* _Aufgaben_:
[a] Schreibe aus dem Text über Werner Schwab den Abschnitt ab, der bei „Hure: So, und“ beginnt und bei „einen Goldrand rundherumbezahle.“ endet.
[b] Woran starb Werner Schwab laut dem Text über Werner Schwab?

* _Vorliegender Text_:
* * * * * * *

Der reizende Reigen

Angestellter: Die Lüge verdient das größte Geld heutzutage. Die Lüge steuert das menschliche Auto den Abgrund hinunter. Die Lüge verdüstert die innermenschlichen Beziehungen.
Hure: So, und jetzt erleichterst du deine schnelle Hose um einen Tausender, auf daß du endlich verschwinden kannst.
Angestellter: Für ein geiles Hurenfleisch den eigengesunden Menschen abbezahlen, hä?… Da mach‘ ich mir ja noch lieber eine ruhige Spende in ein Afrika hinunter…, bevor ich dem deinigen Loch einen Goldrand rundherumbezahle.
Hure: Kirchenarschvollficker, Negerfertigfresser. Dein Stummelschwanzkrüppel wird dir noch schon die Geschichte erzählen müssen…vom letzten leprakranken Zwerg bei dem Schneewittchen.

 

 

„Der Reizende Reigen“ war jahrelang verboten durch die Erben des „Reizenden Herrn Schnitzler“ und konnte so nie wirklich wahrgenommen werden. Dabei ist zu entdecken, dass Schwab 20 Jahre nach dem Hype um ihn völlig unverbraucht die „Konvention durchschlägt und die Groteske einer Gesellschaft freisetzt, die ihre Vernichtung probt. Schwab verrückt die Sprache und damit die Wahrnehmung der Welt“
(Jury des 17. Mühlheimer Dramatikerpreises)

 

„Es geht um den Schrottwert, um die existierenden Reste in den Köpfen…Die Sprache ist der jeweilige Körper der agierenden Person. Die Sprache zerrt die Personen hinter sich her wie Blechbüchsen, die man an einen Hundeschwanz angebunden hat.“ (Werner Schwab)

 

Werner Schwab wurde am 4. Februar 1958 in Graz geboren. Die Mutter musste ihn aus wirtschaftlicher Not in Pflege geben. Er besuchte die Kunstgewerbeschule in Graz und anschließend die Akademie der Bildenden Künste in Wien. Mit seiner Ehefrau Ingeborg Orthofer zog er in ein kleines Bauernhaus in der Oststeiermark. Er begann aus verderblichen Materialien wie Tierkadavern verwesende Skulpturen zu schaffen wie auch mit dem Verfassen von Texten. 1989 gelang sein erstes Stück zur Uraufführung; von nun an wurden seine Stücke an renommierten Bühnen im gesamten deutschen Sprachraum aufgenommen. Schwab zählte zu den Mitgliedern des „Forum Dicher Graz“. Er erhielt zahlreiche Auszeichnungen wie den Förderpreis des Schiller-Gedächtnispreises (1992) und den Mühlheimer Dramatikerpreis (1992). Am 1. Januar 1994 stirbt er im Alter von 35 Jahren an einer Alkoholvergiftung.

* * * * * * *

* _Einträge aus einer Datenquelle_:
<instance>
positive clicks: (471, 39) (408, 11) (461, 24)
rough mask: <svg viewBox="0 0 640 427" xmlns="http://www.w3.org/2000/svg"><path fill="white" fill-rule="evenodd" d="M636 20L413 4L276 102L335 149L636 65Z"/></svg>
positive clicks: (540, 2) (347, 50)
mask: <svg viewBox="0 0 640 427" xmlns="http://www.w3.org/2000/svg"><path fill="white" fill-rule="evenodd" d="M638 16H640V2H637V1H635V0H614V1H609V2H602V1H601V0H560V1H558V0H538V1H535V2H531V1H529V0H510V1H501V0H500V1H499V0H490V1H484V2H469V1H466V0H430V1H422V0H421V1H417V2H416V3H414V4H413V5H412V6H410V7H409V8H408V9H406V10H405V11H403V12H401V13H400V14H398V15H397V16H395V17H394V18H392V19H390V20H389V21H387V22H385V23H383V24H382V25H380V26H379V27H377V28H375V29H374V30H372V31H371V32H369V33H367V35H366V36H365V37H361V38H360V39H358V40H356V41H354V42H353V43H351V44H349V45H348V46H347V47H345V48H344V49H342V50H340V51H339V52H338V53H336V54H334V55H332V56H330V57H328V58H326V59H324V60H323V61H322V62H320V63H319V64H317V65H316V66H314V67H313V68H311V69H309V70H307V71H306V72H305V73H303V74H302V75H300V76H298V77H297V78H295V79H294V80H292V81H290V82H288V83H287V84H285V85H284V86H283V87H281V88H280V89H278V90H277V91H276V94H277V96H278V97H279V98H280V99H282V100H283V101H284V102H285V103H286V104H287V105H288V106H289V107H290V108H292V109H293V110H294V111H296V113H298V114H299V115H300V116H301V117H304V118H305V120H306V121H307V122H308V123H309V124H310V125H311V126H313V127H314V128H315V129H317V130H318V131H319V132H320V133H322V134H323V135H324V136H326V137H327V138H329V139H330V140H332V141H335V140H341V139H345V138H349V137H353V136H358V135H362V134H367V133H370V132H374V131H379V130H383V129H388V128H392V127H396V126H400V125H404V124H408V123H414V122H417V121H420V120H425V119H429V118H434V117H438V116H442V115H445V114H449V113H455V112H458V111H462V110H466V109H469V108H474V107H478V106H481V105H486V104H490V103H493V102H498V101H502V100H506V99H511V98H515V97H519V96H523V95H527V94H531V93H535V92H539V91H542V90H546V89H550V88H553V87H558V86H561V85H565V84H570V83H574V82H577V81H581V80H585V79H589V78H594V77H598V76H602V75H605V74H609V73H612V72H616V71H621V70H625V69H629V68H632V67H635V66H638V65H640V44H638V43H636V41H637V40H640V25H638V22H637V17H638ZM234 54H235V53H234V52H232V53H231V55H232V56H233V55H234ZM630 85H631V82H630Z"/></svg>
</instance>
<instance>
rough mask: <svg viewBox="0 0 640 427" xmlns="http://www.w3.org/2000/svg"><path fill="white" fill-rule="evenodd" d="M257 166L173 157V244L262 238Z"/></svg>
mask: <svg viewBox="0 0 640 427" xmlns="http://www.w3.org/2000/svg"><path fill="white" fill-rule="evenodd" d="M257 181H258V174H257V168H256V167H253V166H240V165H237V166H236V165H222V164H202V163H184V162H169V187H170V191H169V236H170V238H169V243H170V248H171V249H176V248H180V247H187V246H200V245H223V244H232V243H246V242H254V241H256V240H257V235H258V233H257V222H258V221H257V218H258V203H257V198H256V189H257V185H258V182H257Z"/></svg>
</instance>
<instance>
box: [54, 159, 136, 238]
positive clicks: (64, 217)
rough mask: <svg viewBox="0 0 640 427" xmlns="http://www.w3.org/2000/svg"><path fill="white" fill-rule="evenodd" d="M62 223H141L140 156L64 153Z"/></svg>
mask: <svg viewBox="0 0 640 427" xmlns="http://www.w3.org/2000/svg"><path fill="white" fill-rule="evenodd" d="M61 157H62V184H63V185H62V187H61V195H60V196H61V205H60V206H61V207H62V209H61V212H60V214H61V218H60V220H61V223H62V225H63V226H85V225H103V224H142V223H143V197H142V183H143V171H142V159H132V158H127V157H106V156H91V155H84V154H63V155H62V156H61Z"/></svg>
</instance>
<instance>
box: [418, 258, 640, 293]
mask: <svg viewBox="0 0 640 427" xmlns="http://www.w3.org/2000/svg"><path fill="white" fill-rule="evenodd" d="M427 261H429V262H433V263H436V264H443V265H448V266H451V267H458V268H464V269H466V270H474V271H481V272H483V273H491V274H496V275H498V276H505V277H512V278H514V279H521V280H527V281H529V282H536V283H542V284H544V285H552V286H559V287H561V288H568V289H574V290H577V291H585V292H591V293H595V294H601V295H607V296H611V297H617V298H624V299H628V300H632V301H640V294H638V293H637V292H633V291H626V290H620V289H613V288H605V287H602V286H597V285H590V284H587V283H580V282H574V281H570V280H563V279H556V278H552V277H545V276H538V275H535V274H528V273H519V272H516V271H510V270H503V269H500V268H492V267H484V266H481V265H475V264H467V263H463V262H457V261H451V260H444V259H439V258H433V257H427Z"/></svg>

* * * * * * *

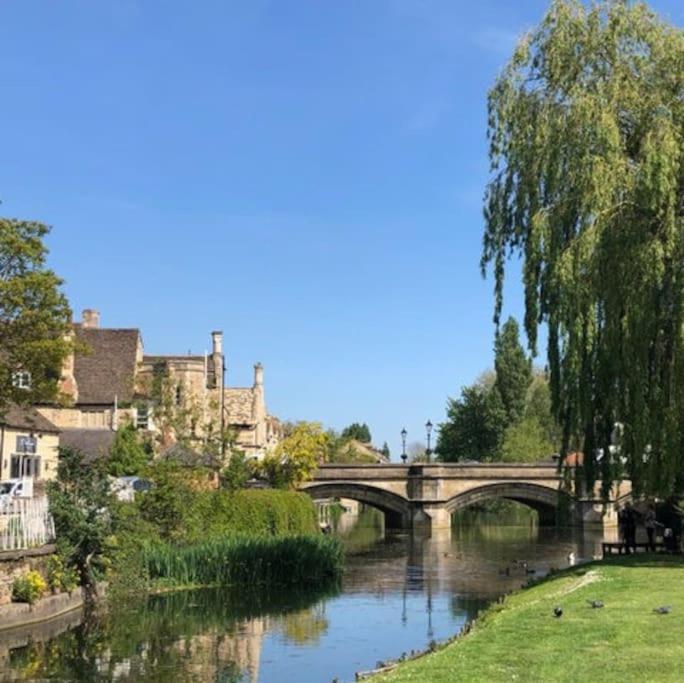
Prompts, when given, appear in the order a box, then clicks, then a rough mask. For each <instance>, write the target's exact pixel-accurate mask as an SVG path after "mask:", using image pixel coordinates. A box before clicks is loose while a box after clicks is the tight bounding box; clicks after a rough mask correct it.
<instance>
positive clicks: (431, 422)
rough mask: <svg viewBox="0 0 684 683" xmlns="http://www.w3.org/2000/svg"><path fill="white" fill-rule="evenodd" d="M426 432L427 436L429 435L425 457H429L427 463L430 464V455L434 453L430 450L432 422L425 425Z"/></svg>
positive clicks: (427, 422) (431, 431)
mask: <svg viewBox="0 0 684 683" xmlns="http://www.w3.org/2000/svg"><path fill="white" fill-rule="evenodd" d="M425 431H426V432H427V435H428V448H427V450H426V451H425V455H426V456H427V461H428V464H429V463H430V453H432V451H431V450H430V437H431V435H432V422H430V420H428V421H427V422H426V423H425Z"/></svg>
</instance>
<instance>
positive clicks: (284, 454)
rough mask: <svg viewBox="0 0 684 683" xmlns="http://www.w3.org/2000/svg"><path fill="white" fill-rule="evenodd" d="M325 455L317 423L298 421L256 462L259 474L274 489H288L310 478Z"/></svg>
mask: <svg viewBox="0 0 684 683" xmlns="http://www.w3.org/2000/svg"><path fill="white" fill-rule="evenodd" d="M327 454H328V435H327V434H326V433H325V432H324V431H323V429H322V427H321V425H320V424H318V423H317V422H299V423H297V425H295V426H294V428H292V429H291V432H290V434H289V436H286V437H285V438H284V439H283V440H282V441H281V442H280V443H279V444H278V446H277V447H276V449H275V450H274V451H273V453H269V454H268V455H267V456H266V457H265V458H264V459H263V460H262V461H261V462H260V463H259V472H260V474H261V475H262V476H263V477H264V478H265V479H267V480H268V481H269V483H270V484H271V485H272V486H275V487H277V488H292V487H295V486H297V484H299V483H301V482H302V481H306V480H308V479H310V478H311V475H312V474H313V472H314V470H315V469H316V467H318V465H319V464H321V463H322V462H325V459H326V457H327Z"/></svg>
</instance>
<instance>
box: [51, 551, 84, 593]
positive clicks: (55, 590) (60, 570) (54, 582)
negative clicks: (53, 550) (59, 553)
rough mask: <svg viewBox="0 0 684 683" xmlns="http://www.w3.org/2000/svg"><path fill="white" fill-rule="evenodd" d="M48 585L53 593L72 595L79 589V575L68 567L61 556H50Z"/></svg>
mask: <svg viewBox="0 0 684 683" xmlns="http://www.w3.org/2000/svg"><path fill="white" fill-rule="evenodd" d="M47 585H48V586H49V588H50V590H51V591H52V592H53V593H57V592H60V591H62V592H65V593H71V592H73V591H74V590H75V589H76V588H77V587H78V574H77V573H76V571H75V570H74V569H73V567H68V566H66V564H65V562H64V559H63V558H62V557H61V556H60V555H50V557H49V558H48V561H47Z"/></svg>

* * * * * * *

* _Antworten der Reihe_:
[a]
Hure: So, und jetzt erleichterst du deine schnelle Hose um einen Tausender, auf daß du endlich verschwinden kannst.
Angestellter: Für ein geiles Hurenfleisch den eigengesunden Menschen abbezahlen, hä?… Da mach‘ ich mir ja noch lieber eine ruhige Spende in ein Afrika hinunter…, bevor ich dem deinigen Loch einen Goldrand rundherumbezahle.

[b] An einer Alkoholvergiftung.